Render the stretch of data below, from the line containing "Guideline: the keypoint for each instance of the woman" through the end, as a Markdown table with columns headed Row and Text. Number each line in Row and leave out blank lines.

---------- EXERCISE MATERIAL

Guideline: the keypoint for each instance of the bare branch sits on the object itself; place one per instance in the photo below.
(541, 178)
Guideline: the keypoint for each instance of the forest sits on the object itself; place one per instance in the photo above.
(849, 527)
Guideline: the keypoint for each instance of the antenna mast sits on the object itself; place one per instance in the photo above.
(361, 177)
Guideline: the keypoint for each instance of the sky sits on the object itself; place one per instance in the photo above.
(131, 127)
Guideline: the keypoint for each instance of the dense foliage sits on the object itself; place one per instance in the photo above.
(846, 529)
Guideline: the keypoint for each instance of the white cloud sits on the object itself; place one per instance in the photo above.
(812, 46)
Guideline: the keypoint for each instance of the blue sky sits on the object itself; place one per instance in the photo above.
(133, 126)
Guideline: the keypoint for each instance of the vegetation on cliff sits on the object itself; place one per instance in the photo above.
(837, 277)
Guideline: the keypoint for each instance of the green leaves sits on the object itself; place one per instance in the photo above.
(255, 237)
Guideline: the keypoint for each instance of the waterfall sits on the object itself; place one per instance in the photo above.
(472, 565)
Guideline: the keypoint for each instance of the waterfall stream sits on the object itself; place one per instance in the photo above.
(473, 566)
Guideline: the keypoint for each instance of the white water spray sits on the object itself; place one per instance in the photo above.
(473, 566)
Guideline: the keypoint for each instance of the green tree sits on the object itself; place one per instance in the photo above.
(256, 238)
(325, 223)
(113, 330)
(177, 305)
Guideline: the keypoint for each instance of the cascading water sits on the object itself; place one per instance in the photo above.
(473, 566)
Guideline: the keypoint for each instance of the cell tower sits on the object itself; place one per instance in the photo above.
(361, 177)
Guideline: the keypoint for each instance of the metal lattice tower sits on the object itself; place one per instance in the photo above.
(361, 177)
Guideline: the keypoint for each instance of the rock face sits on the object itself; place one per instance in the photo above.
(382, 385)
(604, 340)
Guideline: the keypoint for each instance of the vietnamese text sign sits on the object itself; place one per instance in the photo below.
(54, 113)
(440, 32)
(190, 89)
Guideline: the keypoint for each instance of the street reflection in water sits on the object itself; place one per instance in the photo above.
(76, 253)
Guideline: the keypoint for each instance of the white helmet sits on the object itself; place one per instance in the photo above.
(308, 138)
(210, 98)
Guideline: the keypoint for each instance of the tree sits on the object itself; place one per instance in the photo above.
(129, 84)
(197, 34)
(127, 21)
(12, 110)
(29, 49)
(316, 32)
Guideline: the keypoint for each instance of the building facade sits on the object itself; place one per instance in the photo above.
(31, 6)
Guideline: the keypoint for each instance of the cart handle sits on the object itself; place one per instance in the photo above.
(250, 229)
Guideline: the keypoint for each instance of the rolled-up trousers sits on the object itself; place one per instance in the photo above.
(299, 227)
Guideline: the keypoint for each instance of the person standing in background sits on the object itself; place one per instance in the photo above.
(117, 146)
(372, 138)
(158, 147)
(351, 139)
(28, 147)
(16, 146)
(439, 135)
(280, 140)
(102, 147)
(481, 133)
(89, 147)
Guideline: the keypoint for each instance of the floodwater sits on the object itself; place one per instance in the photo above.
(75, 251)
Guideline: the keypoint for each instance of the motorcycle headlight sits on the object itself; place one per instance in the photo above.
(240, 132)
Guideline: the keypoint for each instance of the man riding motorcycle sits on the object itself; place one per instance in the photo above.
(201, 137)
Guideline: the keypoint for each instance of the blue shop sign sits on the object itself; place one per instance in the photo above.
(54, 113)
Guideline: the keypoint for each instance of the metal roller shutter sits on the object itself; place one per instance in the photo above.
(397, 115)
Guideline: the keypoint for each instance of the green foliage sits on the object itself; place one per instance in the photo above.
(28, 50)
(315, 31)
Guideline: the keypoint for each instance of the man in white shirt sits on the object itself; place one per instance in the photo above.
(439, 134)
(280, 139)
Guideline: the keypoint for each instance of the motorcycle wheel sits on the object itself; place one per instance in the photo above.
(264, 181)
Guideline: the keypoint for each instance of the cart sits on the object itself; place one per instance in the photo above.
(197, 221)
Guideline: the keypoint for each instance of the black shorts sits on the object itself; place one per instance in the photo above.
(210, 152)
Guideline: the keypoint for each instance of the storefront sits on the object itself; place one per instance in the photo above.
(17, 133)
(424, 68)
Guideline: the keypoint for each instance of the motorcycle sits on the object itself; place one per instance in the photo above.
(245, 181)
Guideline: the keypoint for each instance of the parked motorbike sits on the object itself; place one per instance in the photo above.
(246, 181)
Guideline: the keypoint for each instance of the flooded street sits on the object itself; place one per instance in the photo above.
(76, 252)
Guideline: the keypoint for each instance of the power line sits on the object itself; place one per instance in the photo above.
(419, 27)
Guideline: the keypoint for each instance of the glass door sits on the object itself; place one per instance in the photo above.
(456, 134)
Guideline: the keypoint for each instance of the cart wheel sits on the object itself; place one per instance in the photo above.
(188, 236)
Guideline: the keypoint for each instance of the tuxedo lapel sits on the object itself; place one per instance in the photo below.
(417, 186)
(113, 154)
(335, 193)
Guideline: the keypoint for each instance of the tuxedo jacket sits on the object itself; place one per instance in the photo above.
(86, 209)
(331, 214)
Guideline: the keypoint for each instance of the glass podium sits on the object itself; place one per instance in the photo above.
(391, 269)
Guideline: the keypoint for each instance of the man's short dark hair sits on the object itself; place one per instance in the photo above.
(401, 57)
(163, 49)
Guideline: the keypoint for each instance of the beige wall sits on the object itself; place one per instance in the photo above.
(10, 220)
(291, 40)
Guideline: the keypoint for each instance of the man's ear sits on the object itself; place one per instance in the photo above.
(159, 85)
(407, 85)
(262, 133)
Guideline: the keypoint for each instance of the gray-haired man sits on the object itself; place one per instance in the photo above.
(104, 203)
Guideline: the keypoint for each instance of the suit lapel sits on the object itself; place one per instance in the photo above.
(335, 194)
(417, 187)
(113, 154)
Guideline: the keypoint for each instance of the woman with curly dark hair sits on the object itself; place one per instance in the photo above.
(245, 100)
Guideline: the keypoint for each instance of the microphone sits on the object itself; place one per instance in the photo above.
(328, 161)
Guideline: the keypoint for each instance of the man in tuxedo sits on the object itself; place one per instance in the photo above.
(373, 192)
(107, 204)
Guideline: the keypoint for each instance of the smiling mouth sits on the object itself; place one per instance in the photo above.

--------------------

- **TASK OUTPUT**:
| Row | Text |
|---|---|
| 1 | Guideline: the keypoint for each instance of the woman with curly dark hair sits on the object itself; place one per instance in the photo above. |
| 2 | (245, 100) |
| 3 | Guideline: the keypoint for each instance of the microphone sits on the object itself; place one per instance in the photo above. |
| 4 | (328, 161) |
| 5 | Guideline: the keypoint for each instance of the man in tuxedo sits on the object itself; place one per instance in the photo above. |
| 6 | (373, 192) |
| 7 | (107, 204) |
| 8 | Guideline: the keypoint for each instance of the smiling mouth sits on the object itself; place one per instance in the photo above. |